TEXT:
Q: What is the attention mechanism?
Attention computes a weighted sum of values (V) where weights are determined by the similarity between a query (Q) and keys (K): Attention(Q,K,V) = softmax(QKᵀ / √d_k)V. This lets the model focus on relevant parts of the context when processing each token. Multi-head attention runs this in parallel with different learned projections.
Q: What is the difference between decoder-only and encoder-decoder models? Decoder-only (GPT, Llama, Claude): processes a single sequence left-to-right, used for generation tasks. Masked self-attention — each token only attends to previous tokens. Encoder-decoder (T5, BART): encoder processes the full input bidirectionally, decoder generates output attending to encoder outputs. Better for translation/summarization; decoder-only has won for general-purpose LLMs at scale.
Q: Why did transformers replace RNNs/LSTMs? RNNs process tokens sequentially — slow to train (can't parallelize) and struggle with very long-range dependencies (vanishing gradients). Transformers process all tokens in parallel and use attention to directly connect any two positions, making them faster to train and better at long-range reasoning.

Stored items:
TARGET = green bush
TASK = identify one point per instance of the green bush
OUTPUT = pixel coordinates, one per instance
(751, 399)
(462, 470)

THINGS TO DO:
- a) Which model names does the transformer Q&A give as examples?
- b) Carry the transformer Q&A forward from its last answer.
The records are separate material, apart from the transformer Q&A.

ANSWERS FOR THE TASKS:
- a) GPT, Llama, Claude, T5, BART

- b)
Training and Fine-Tuning Questions
Q: What is RLHF and why is it used? Reinforcement Learning from Human Feedback. After pre-training (next-token prediction on web data), RLHF trains the model to be helpful, harmless, and honest. Steps: (1) supervised fine-tuning on human-written responses, (2) train a reward model on human preference rankings, (3) use PPO to optimize the LLM to maximize reward. Without RLHF, LLMs complete text patterns rather than follow instructions.
Q: What is the difference between pre-training and fine-tuning? Pre-training: train from scratch on massive unlabeled text (next-token prediction). Produces a base model with broad world knowledge but no instruction-following behavior. Fine-tuning: continue training a pre-trained model on a smaller, task-specific dataset. Much cheaper than pre-training. SFT (supervised fine-tuning) is the most common form.
Q: What is LoRA / QLoRA? Low-Rank Adaptation. Instead of updating all model weights during fine-tuning (expensive), LoRA freezes the original weights and adds small trainable rank-decomposition matrices alongside them. The update ΔW = BA where B and A are low-rank. This reduces trainable parameters by 10,000x with minimal quality loss. QLoRA adds quantization (4-bit weights) to further reduce GPU memory requirements.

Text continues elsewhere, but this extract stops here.